▶ **Aim**:
Rewrite the listing below with "even-odd" swapped for "nonzero" everywhere it occurs and nothing else changed. Leave the pictures out.

▶ **Supplied data**:
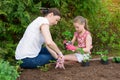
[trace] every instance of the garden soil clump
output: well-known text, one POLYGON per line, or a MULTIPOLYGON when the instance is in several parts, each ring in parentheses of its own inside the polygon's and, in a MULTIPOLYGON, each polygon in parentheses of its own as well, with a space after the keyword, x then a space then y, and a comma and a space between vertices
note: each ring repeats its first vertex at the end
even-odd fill
POLYGON ((40 69, 23 69, 17 80, 120 80, 120 63, 109 61, 103 65, 99 60, 91 61, 87 67, 77 62, 65 64, 65 70, 55 69, 52 64, 46 72, 40 69))

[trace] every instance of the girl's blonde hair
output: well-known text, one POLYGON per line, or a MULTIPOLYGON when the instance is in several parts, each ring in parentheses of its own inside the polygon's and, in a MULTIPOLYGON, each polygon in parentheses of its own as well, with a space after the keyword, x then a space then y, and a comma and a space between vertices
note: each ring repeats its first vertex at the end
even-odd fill
POLYGON ((88 20, 86 19, 86 18, 84 18, 84 17, 82 17, 82 16, 77 16, 77 17, 75 17, 74 18, 74 20, 73 20, 73 22, 74 23, 79 23, 79 24, 85 24, 85 29, 86 30, 89 30, 89 28, 88 28, 88 20))

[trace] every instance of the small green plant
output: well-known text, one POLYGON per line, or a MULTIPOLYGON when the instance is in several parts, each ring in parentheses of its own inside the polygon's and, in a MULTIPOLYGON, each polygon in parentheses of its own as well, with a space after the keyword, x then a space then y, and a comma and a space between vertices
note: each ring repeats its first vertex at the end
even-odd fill
POLYGON ((112 60, 113 62, 120 63, 120 56, 116 56, 112 60))
POLYGON ((0 80, 16 80, 19 76, 16 67, 9 62, 0 60, 0 80))
POLYGON ((89 66, 91 56, 89 54, 84 54, 82 48, 78 48, 77 51, 83 55, 82 66, 89 66))
POLYGON ((50 69, 50 65, 49 64, 45 64, 44 66, 38 66, 38 68, 41 71, 47 72, 50 69))
POLYGON ((103 61, 107 61, 108 60, 108 51, 105 50, 105 51, 100 51, 100 52, 96 52, 96 54, 99 54, 101 56, 101 60, 103 61))
POLYGON ((90 60, 91 56, 89 54, 85 55, 82 48, 78 48, 77 51, 83 55, 83 62, 88 62, 90 60))

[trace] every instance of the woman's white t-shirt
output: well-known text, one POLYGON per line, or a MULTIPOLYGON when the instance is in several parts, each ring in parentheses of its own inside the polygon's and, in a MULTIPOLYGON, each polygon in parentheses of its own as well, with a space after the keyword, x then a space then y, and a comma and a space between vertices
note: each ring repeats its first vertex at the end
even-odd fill
POLYGON ((28 25, 22 39, 16 48, 15 58, 17 60, 27 57, 33 58, 39 54, 41 47, 45 42, 44 37, 40 32, 40 26, 42 24, 49 24, 47 18, 38 17, 28 25))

▶ **Solution below**:
[trace] every instance of the garden soil clump
output: well-known text, one POLYGON per line, or a MULTIPOLYGON when the instance is in several parts, each ring in parentheses of its own inside the polygon's and, in a MULTIPOLYGON, each polygon in parentheses of its own as well, with a space after the keyword, x then a space then y, and a comma and a space between vertices
note: each ring repeats its first vertex at the end
nonzero fill
POLYGON ((40 69, 23 69, 17 80, 120 80, 120 63, 109 61, 103 65, 99 60, 91 61, 87 67, 77 62, 65 64, 65 70, 55 69, 52 64, 46 72, 40 69))

[trace] every instance of the girl's blonde hair
output: well-known text, one POLYGON per line, or a MULTIPOLYGON when the instance is in several parts, each ring in parentheses of its own inside the polygon's and, in a MULTIPOLYGON, each polygon in parentheses of its own as well, with a space after the keyword, x then a space then y, and a comma and a space between vertices
note: each ring repeats its first vertex at the end
nonzero fill
POLYGON ((88 20, 86 19, 86 18, 84 18, 84 17, 82 17, 82 16, 77 16, 77 17, 75 17, 74 18, 74 20, 73 20, 73 22, 74 23, 79 23, 79 24, 85 24, 85 29, 86 30, 89 30, 89 28, 88 28, 88 20))

[trace] every instance of the small green plant
output: well-known text, one POLYGON per line, or a MULTIPOLYGON when the instance is in several parts, each ring in parentheses of its own inside the polygon's and, in a MULTIPOLYGON, each polygon in parentheses of its own as well, with a space after the keyword, x then a space then y, and a comma and a space between vertices
note: each ring repeats its first vertex at the end
nonzero fill
POLYGON ((112 60, 113 62, 120 63, 120 56, 116 56, 112 60))
POLYGON ((0 80, 16 80, 19 76, 16 67, 9 62, 0 60, 0 80))
POLYGON ((89 66, 91 56, 89 54, 84 54, 82 48, 78 48, 77 51, 83 55, 82 66, 89 66))
POLYGON ((50 69, 50 65, 49 64, 45 64, 44 66, 38 66, 38 68, 41 71, 47 72, 50 69))
POLYGON ((103 61, 107 61, 108 60, 108 51, 105 50, 105 51, 100 51, 100 52, 96 52, 96 54, 99 54, 101 56, 101 60, 103 61))
POLYGON ((90 60, 91 56, 89 54, 85 55, 82 48, 78 48, 77 51, 83 55, 83 62, 88 62, 90 60))

[trace] every instance of the woman's white t-shirt
output: well-known text, one POLYGON per line, or a MULTIPOLYGON when the instance is in several parts, each ring in parentheses of its own inside the polygon's and, in a MULTIPOLYGON, each polygon in parentheses of its own as well, with a space after the keyword, x then a space then y, and a comma and a space between vertices
note: each ring repeats its first vertex at the end
nonzero fill
POLYGON ((28 25, 22 39, 16 48, 15 58, 17 60, 27 57, 33 58, 39 54, 41 47, 45 42, 44 37, 40 32, 40 26, 42 24, 49 24, 47 18, 38 17, 28 25))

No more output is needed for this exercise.